TEXT PASSAGE ▸
Safe Solar Observing

Solar filters are typically made with a specially coated Mylar or glass substrate mounted in a cell that fits snugly over the front of the telescope. Such filters offer safe white-light views of the Sun.
Sky & Telescope photo by Craig Michael Utter.
Viewing the Sun provides an enjoyable way to supplement the usual nighttime observing activities, but you should be aware of the potential for serious injury and take precautions to ensure your safety and the safety of others. (See "Solar Filter Safety.") Viewing the Sun also demands extra vigilance when it comes to equipment. Never leave a telescope or binoculars unattended, especially when children are about. It takes only a moment of inattentiveness to create a dangerous situation. So whether you want to see a transit of Venus, a partial eclipse of the Sun, or the appearance of a giant spot on the solar surface, here's a summary of how to turn your gaze toward the Sun safely.

Minmalist Sun-Gazing

Welder's filters of shades 12 through 14 are popular and safe solar filters easily obtained at welding-supply outlets. Most observers prefer shades 13 or 14; the solar image through a shade-12 filter is uncomfortably bright.
Sky & Telescope photo by Chuck Baker.
You don't need a telescope to observe the Sun; all that's required is an appropriate filter, and a piece of No. 14 arcwelder's glass is the traditional choice. This safe filter material is available at any welding-supply store (check your yellow pages for a local dealer) in convenient 4-inch-wide pieces that allow viewing the Sun with both eyes. Although welder's glass imparts a green hue to the Sun, one of these economical filters might be all you ever need for casual observing. But while welder's glass provides satisfactory naked-eye views of the Sun, its poor optical quality makes it unsuitable for use with binoculars and telescopes.

Filters that are not safe, though sometimes recommended in error, include smoked glass, stacked sunglasses, crossed polarizing filters, neutral-density camera filters, metallized candy wrappers, and compact discs. While these may greatly dim the Sun’s glare, invisible radiation may get through and damage your eyes. And don’t use a camera with a telephoto lens, even if the lens has photographic filters on it that appear to darken the Sun.

Solar Projection

Small telescopes are especially suited to the solar-projection method. Seen here is a simple projection system made from a cardboard box with a piece of white paper as a projection surface. A surprising amount of detail can be seen with this setup.
Sky & Telescope photo by Craig Michael Utter.
One method of solar observing that requires no filtration whatsoever is solar projection. An eyepiece is placed in the telescope's focuser and used to project an image of the Sun onto a convenient flat surface. Telescopes with folded light paths, such as Newtonians or Schmidt-Cassegrains, are not recommended since the converging beam of light can produce enough heat to damage internal components. A small refractor is best — a long skinny tube with a lens at one end and a focuser and an eyepiece at the other. Start by attaching a cardboard shield around the tube near the front lens, then cover (or remove althogether) the small finderscope that's attached to the larger tube. Binoculars can also be used; mount them firmly on a camera tripod, place a cap over one side’s front lens, and put a cardboard shield around the other one’s tube.

To aim the instrument safely, point the tube toward the Sun and move it around until sunlight begins to pour out of the eyepiece.

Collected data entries
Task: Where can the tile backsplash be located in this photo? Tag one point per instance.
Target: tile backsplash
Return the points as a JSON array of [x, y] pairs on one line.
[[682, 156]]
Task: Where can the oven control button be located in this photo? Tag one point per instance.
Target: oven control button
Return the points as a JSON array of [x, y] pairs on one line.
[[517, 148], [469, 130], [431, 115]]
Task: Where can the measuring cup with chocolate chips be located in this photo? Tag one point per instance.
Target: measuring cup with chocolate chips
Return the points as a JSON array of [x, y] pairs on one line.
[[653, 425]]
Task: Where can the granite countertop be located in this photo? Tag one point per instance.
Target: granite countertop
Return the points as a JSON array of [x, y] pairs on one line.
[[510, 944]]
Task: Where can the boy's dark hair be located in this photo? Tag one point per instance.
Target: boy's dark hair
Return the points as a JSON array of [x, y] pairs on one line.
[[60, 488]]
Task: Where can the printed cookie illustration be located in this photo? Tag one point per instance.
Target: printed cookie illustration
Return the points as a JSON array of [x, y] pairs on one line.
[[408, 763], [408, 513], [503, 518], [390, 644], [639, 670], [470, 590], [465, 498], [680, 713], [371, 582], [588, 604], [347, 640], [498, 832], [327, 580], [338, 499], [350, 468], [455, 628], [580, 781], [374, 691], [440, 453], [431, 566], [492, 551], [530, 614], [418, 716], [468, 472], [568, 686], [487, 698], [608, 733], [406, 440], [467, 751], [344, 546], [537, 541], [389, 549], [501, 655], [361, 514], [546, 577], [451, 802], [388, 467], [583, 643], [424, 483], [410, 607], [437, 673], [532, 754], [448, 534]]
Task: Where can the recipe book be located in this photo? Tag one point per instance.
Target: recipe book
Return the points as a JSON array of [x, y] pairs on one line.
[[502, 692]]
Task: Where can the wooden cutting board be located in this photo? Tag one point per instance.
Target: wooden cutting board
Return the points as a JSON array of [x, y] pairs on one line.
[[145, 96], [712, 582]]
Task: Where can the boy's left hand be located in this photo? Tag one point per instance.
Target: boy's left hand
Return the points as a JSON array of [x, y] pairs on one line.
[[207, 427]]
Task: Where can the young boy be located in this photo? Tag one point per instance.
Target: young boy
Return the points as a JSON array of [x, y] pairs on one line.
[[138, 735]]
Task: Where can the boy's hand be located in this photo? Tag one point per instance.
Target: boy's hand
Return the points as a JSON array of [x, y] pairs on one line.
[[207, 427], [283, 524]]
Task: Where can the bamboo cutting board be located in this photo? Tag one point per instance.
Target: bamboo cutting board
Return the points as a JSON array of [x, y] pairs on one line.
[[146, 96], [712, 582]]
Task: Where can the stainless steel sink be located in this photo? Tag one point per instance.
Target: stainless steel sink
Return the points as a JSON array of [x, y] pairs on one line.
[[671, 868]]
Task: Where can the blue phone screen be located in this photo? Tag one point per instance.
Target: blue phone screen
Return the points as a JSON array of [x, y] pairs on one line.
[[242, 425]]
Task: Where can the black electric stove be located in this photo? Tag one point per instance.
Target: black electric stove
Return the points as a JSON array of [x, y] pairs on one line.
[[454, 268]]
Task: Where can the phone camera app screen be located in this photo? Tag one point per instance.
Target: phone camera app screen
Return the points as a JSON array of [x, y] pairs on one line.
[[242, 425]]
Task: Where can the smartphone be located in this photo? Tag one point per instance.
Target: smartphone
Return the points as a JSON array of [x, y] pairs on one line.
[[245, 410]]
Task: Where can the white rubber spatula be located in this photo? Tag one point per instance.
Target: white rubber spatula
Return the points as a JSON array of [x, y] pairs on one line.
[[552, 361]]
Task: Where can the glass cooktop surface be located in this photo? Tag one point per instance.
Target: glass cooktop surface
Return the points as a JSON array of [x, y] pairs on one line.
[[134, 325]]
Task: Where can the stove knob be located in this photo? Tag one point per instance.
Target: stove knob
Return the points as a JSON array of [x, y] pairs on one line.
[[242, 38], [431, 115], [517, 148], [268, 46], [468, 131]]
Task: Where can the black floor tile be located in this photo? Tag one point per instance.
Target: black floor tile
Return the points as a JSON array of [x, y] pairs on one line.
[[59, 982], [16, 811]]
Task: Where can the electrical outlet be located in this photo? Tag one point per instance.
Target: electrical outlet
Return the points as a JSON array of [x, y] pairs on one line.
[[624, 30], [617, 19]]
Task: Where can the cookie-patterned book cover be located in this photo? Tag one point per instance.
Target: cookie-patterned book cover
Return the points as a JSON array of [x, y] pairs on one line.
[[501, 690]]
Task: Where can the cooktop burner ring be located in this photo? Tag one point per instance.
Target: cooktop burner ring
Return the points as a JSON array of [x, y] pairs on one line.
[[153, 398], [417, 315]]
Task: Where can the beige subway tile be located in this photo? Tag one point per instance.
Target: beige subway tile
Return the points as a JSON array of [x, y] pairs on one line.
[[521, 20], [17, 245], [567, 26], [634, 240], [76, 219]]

SET TASK 1 ▸ Decide whether each statement agrees with the passage on safe solar observing. Give yes or no, and quote the words of the passage that settle it. (a) Welder's glass works well with binoculars. (b) Newtonian telescopes are not recommended for solar projection. (c) Most observers prefer a shade-12 welder's filter.
SET TASK 2 ▸ Carry on the passage on safe solar observing from its final sentence.
These records were gathered from a separate source.

EXERCISE OUTPUT 1 ▸
(a) No: "its poor optical quality makes it unsuitable for use with binoculars and telescopes."
(b) Yes: "Telescopes with folded light paths, such as Newtonians or Schmidt-Cassegrains, are not recommended"
(c) No: "Most observers prefer shades 13 or 14"

EXERCISE OUTPUT 2 ▸
Sky & Telescope illustration
Don’t look into the eyepiece! Place the white card behind the eyepiece (in the shadow cast by the cardboard shield) and focus the image. Experiment with the card’s distance from the eyepiece to get the most pleasing combination of size and brightness of the Sun’s projected image.

This projection method has one advantage over all the others: many people can observe the solar surface at the same time. But if you’re viewing the Sun with a group, never leave a telescope or binoculars unattended — especially when children are about.

For more information about this method of Sun watching, see "Observing The Sun By Projection."

Sun and Telescope

Various types of solar filters are helping increase the popularity of observing the Sun. Note that all the telescopes have their filters in front of the main lens, not down at the eyep[iece.
Sky & Telescope: Craig Michael Utter.
When it comes to outfitting optical instruments for solar viewing, a number of excellent options are available. However, there is one type of filter that is very dangerous: the eyepiece Sun filter. These were once commonly supplied with imported telescopes and consist of a piece of dark glass mounted in a cell that screws into the bottom of an eyepiece. The heat from the Sun concentrated by a telescope can shatter these filters without warning. Today's advice is to destroy these filters to ensure they can cause no harm.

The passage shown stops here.